_元の文章_.
小椋藍のMotoGP昇格に日本のレースファンが沸き立つ中、もうひとりのアジア人ライダーも、2025年シーズンにMotoGPクラスデビューを果たします。サムキアット・チャントラ――タイ出身の27歳。チャントラのキャリアは、驚くほど小椋と似通っています。
年齢ではチャントラが3歳上で、メジャーレースデビューは、ふたりともアジアタレントカップ。カップがスタートした2年目の2015年にデビュー。いまからちょうど10年前の話です。
このシーズン、タイ・チャーンサーキットで行なわれた開幕戦のレース1で、いきなりチャントラが優勝! しかしチャントラはシーズン中盤に負傷し、12レース中8レースを欠場。ランキング12位に終わっています。同じシーズンにデビューした小椋も、この年に1勝を挙げてランキング7位で終了しています。
そして翌16年には、開幕戦・タイ大会で、レース1で小椋が優勝し、レース2はチャントラが優勝。このふたりがチャンピオン争いを繰り広げながら、チャントラと小椋はともにシーズン3勝を挙げて、チャンピオン決定戦となった最終戦のレース2で、小椋が転倒リタイヤ。このレースで優勝したチャントラが、タレントカップ参戦2年目でチャンピオンとなり、小椋はチャントラに続くランキング2位となったのです。
翌17年には、チャントラと小椋はCEV(=スペイン選手権Moto3クラス)へ、小椋はレッドブル・ルーキーズカップにも出場し、18年にはふたりとも世界グランプリMoto3クラスにワイルドカード参戦。19年に、揃ってHondaチームアジアのレギュラーライダーとなるのです。
「アイとは2014年に初めて会って、その時から一緒にレースをするようになりました。その頃からアイは速くて、タレントカップやCEVで競い合って。そのあたりから少しずつ仲良くなって、Hondaチームアジアでチームメイトになった時に、もっと仲良くなったんです」(チャントラ)

ふたりがHondaチームアジア入りした2019年、チャントラはMoto2クラスに、小椋はMoto3クラスにと参戦クラスが分かれます。グランプリ参戦からすぐに大排気量クラスにステップアップ、いきなり激戦区に放り込まれたチャントラと、グランプリでもMoto3クラスに継続参戦し、じっくり育てられた小椋。21年には小椋もMoto2クラスにステップアップし、ここでふたりは3年ぶりに同じクラスを戦うことになるのです。
「Moto2に上がってきた時、アイはさらに速いライダーになっていて、自分の走りはもちろん、チームが上手く回るようなこともしてくれましたね。僕はアイからライディングスタイルを学んだし、人間として素晴らしいし、最高のチームメイトです」

_抜粋データ_.

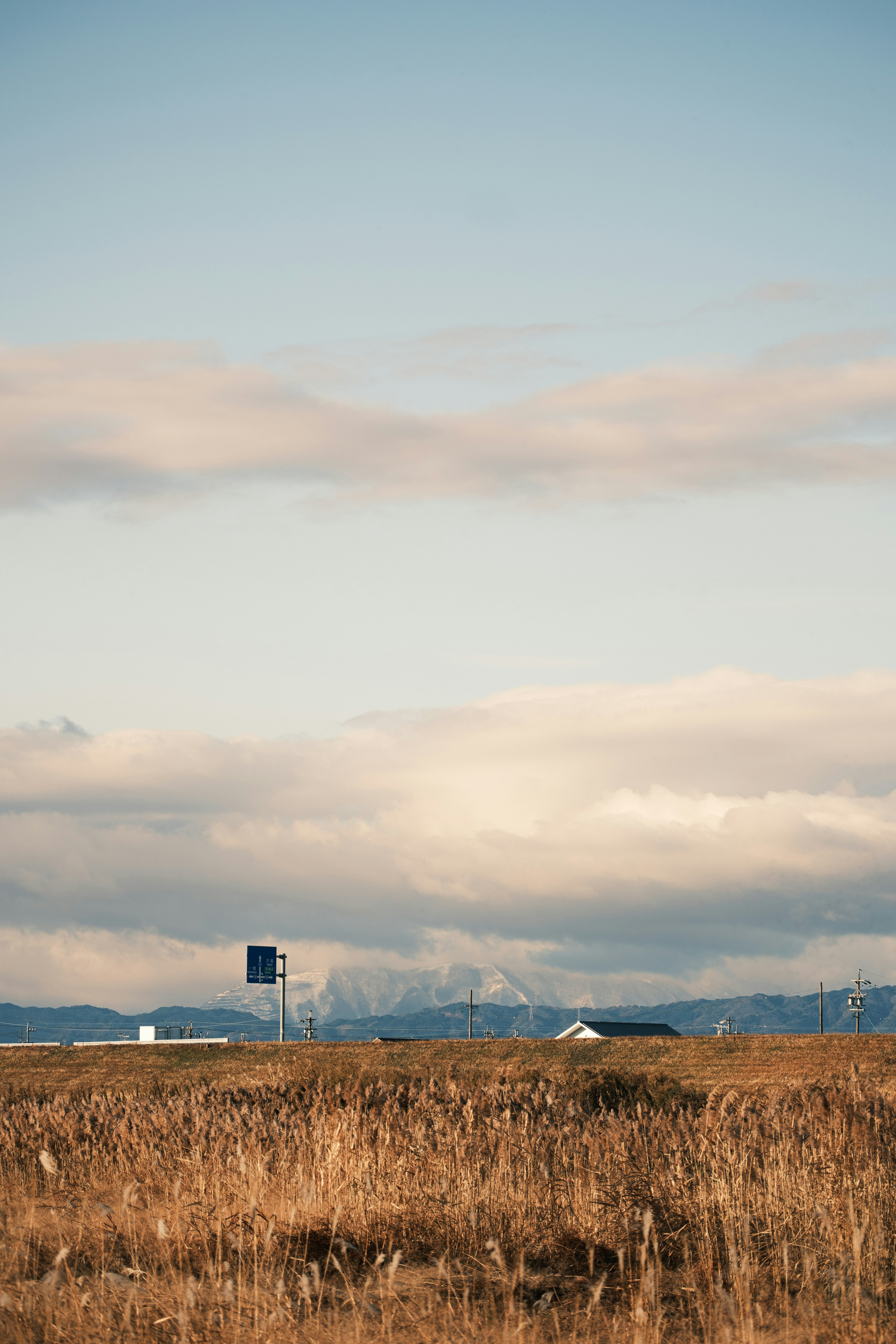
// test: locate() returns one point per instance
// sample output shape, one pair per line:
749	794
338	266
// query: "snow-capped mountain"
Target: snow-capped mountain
363	992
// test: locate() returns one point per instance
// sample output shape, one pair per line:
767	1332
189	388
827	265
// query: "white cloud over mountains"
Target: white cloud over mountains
656	830
127	420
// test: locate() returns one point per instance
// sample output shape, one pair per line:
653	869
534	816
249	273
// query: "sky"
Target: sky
402	406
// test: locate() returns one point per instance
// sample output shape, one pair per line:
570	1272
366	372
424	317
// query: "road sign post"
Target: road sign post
261	966
281	976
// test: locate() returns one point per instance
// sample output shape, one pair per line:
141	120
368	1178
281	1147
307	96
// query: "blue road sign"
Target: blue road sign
261	966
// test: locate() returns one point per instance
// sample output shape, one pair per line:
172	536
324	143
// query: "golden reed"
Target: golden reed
430	1211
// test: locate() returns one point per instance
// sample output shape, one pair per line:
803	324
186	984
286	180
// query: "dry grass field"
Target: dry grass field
636	1190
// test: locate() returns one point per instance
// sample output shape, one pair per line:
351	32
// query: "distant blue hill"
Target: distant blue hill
754	1014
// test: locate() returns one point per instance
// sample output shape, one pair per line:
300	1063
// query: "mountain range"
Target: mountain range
363	992
752	1014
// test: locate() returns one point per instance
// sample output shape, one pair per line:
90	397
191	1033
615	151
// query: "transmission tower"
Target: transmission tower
858	999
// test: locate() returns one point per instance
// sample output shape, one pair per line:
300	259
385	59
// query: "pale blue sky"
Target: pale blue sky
366	358
640	183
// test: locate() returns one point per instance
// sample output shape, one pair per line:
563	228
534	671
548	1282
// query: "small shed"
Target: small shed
605	1030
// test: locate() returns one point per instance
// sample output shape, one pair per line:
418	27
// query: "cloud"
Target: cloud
456	354
109	421
655	830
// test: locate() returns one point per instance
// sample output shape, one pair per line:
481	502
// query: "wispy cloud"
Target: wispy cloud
130	420
656	829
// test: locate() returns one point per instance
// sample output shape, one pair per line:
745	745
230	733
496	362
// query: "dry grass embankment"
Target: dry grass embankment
158	1206
694	1065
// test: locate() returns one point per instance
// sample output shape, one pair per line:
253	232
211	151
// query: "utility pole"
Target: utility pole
281	976
858	999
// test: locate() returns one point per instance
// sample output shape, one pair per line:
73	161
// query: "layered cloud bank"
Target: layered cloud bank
655	830
128	420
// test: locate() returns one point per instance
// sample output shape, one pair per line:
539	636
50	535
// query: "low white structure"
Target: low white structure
606	1030
159	1040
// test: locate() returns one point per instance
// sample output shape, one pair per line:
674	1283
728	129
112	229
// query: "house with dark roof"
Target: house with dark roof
604	1030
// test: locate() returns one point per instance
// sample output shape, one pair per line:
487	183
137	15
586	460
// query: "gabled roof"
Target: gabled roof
604	1030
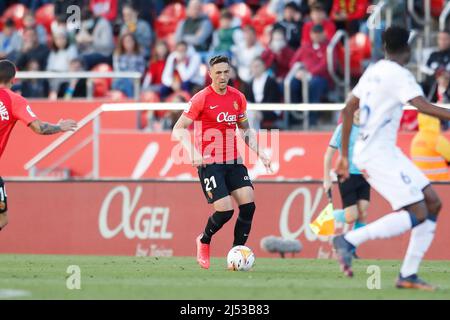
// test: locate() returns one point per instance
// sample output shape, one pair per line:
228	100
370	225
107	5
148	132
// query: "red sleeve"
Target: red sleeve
306	37
194	107
21	110
336	8
359	11
330	29
242	116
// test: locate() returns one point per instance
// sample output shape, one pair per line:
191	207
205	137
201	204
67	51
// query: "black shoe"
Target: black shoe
344	254
413	282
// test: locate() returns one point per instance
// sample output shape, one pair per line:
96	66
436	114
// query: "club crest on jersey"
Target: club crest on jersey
225	117
4	112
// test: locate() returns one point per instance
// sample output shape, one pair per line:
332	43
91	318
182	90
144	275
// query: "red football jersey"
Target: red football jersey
13	107
216	117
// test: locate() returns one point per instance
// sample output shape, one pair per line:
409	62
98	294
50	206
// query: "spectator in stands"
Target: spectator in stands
127	57
291	24
74	88
182	70
313	56
348	14
34	88
153	77
94	40
196	30
263	88
62	7
278	55
439	59
104	8
139	28
59	25
441	90
318	16
244	52
32	50
33	5
10	41
226	35
29	21
62	52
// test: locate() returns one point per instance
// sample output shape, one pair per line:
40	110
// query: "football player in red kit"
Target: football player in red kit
14	107
218	110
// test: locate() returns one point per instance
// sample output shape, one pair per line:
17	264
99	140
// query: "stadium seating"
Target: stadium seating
167	21
262	19
45	15
360	50
243	12
15	12
211	10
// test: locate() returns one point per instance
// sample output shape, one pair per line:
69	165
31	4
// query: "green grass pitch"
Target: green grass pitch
102	277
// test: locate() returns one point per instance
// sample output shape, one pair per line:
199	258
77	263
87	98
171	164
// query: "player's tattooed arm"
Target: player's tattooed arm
45	128
249	136
428	108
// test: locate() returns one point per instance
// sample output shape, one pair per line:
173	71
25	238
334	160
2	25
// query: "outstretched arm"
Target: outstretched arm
327	163
46	128
181	134
249	136
425	107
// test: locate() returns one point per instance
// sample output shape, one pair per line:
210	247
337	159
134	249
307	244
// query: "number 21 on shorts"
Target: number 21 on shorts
208	182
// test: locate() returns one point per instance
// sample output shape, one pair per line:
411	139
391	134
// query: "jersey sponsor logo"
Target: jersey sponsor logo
4	112
31	112
188	107
226	117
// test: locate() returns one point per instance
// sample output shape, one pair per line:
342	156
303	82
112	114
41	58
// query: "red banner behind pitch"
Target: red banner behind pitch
164	218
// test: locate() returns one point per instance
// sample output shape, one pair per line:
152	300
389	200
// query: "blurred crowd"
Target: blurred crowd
170	43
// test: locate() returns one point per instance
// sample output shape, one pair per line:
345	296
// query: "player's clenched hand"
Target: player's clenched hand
266	161
197	160
327	185
342	168
67	125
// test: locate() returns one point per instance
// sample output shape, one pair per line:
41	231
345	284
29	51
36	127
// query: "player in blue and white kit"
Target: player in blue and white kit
355	191
380	95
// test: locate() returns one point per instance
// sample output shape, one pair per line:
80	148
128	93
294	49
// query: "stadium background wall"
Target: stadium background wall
300	153
149	218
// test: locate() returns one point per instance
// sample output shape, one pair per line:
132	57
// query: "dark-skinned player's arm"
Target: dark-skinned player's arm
347	120
45	128
428	108
181	134
249	136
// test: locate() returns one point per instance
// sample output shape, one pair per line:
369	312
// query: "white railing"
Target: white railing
88	75
425	22
31	166
345	82
443	17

_取り組む課題_.
(a) 元の文章によると、2016年のアジアタレントカップでチャンピオンになったのは誰か。
(b) 元の文章の「このシーズン、タイ・チャーン」から「ラスを戦うことになるのです。」までを、そのまま再掲せよ。
このデータは使わなくてよい。

_解答一覧_.
(a) サムキアット・チャントラ。

(b)
このシーズン、タイ・チャーンサーキットで行なわれた開幕戦のレース1で、いきなりチャントラが優勝! しかしチャントラはシーズン中盤に負傷し、12レース中8レースを欠場。ランキング12位に終わっています。同じシーズンにデビューした小椋も、この年に1勝を挙げてランキング7位で終了しています。
そして翌16年には、開幕戦・タイ大会で、レース1で小椋が優勝し、レース2はチャントラが優勝。このふたりがチャンピオン争いを繰り広げながら、チャントラと小椋はともにシーズン3勝を挙げて、チャンピオン決定戦となった最終戦のレース2で、小椋が転倒リタイヤ。このレースで優勝したチャントラが、タレントカップ参戦2年目でチャンピオンとなり、小椋はチャントラに続くランキング2位となったのです。
翌17年には、チャントラと小椋はCEV(=スペイン選手権Moto3クラス)へ、小椋はレッドブル・ルーキーズカップにも出場し、18年にはふたりとも世界グランプリMoto3クラスにワイルドカード参戦。19年に、揃ってHondaチームアジアのレギュラーライダーとなるのです。
「アイとは2014年に初めて会って、その時から一緒にレースをするようになりました。その頃からアイは速くて、タレントカップやCEVで競い合って。そのあたりから少しずつ仲良くなって、Hondaチームアジアでチームメイトになった時に、もっと仲良くなったんです」(チャントラ)

ふたりがHondaチームアジア入りした2019年、チャントラはMoto2クラスに、小椋はMoto3クラスにと参戦クラスが分かれます。グランプリ参戦からすぐに大排気量クラスにステップアップ、いきなり激戦区に放り込まれたチャントラと、グランプリでもMoto3クラスに継続参戦し、じっくり育てられた小椋。21年には小椋もMoto2クラスにステップアップし、ここでふたりは3年ぶりに同じクラスを戦うことになるのです。